* [Fragment]
============
De pacificatieopdracht van de politiek
Samenvatting
Pacificeren: het lijkt er niet gemakkelijker op te worden om de gegroeide tegenstellingen in onze geglobaliseerde samenleving te overbruggen. Welke vormen van verzoening en verbinding zijn in onze samenleving nodig, mogelijk en denkbaar? Welke patronen van pacificatie kunnen zich ontwikkelen ? Die vragen rijzen in het bijzonder ook in Europa op, dat ooit zelf als pacificatieproject begonnen is, maar waarin nu het naoorlogse zelfvertrouwen in hoog tempo plaatsmaakt voor een groeiend onderling wantrouwen.
WE LEVEN IN EEN POLITIEK EN MAATSCHAPPELIJK KLIMAAT dat het denken in termen van strijd en geweld als oplossing voor grote maatschappelijke kwesties allengs steeds aanvaardbaarder maakt.1 En dan heb ik het niet alleen over de onrustbarende opkomst van de radicale islam en de verschrikkelijke oorlog in Syrië of de vileine dreiging van Donald Trump. Niet alleen in de Verenigde Staten of in Aleppo, maar ook dichtbij, in Europa, manifesteert zich boosheid en heersen angst, onrust en een diep wantrouwen tegen zichtbaar onzekere en soms zelfs angstige elites.2 Ergernis en ongenoegen, eerder nog gekanaliseerd via daarvoor geëigende instituties, komen nu rauw en zonder drempels in het vooral politieke deel van het publieke domein, en nemen er steeds vaker de vorm aan van regelrechte haat.
============
* [Geselecteerde gegevens]
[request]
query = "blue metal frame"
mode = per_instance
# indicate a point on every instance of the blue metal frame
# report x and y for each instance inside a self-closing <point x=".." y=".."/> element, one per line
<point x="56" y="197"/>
============
* [Uit te voeren opdrachten]
A: Als wat is Europa volgens het fragment ooit zelf begonnen?
B: Welke gevoelens manifesteren zich of heersen volgens het fragment ook dichtbij, in Europa? Noem ze allemaal.

* [Antwoorden per opdracht]
A: Als pacificatieproject.

B: Boosheid, angst, onrust en een diep wantrouwen tegen zichtbaar onzekere en soms zelfs angstige elites.